▶ Assignment: Gather all lines from the material that contain the word "blue".

(Beginning of Data to process)

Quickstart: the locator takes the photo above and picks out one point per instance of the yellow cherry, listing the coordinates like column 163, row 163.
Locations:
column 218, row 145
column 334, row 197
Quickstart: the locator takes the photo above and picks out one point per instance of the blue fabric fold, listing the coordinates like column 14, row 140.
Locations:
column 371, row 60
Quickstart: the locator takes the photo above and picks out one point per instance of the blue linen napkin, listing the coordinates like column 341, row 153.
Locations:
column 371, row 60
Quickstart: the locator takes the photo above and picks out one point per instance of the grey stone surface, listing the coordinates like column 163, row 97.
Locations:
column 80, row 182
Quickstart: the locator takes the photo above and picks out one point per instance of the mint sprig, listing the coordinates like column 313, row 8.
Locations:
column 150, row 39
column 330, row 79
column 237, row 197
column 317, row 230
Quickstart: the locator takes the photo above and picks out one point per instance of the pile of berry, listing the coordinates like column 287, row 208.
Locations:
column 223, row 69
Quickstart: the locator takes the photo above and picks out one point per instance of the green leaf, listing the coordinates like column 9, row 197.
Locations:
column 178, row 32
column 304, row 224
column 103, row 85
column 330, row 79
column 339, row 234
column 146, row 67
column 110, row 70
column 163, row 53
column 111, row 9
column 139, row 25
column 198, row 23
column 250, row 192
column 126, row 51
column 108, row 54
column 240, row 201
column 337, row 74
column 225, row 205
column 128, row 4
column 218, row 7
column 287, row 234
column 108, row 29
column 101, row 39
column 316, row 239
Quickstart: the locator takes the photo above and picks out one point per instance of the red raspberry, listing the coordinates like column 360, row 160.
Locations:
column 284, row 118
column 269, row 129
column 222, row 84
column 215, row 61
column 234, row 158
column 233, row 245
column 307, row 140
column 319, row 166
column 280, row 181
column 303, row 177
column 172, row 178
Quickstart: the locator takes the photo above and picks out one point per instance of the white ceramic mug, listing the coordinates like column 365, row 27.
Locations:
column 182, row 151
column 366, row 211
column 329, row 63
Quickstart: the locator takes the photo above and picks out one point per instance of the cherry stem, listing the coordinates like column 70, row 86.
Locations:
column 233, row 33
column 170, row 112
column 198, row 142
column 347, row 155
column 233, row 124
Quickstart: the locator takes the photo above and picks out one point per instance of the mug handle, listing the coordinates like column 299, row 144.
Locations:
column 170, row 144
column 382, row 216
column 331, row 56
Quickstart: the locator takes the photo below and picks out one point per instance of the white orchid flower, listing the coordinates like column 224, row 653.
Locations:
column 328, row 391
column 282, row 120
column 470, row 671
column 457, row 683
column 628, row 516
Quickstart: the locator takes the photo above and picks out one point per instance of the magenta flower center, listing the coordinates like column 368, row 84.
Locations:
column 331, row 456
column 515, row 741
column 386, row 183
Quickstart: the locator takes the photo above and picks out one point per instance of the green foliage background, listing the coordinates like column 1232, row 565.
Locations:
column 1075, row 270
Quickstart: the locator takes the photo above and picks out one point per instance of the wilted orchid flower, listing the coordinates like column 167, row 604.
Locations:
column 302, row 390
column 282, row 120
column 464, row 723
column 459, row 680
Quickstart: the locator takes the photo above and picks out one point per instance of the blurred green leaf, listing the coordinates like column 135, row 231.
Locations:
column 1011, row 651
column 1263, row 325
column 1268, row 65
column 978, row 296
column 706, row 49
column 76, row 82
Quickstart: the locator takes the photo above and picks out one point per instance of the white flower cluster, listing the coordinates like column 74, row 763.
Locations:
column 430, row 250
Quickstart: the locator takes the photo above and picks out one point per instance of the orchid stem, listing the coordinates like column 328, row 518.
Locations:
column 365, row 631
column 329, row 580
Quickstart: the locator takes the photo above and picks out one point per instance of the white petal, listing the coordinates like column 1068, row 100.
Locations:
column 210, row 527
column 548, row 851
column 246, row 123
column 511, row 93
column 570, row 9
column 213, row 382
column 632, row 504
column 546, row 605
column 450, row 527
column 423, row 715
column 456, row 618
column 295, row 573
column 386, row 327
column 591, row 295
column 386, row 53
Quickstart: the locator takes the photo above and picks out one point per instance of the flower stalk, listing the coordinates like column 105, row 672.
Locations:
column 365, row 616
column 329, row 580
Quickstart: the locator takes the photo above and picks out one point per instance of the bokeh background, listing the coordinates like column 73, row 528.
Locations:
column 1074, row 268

(End of Data to process)

▶ Response:
Quickstart: the locator takes the photo above and picks out one point per instance of the blue fabric fold, listing the coordinates like column 14, row 140.
Quickstart: the locator takes the photo above and picks out one point per instance of the blue linen napkin, listing the coordinates like column 341, row 153.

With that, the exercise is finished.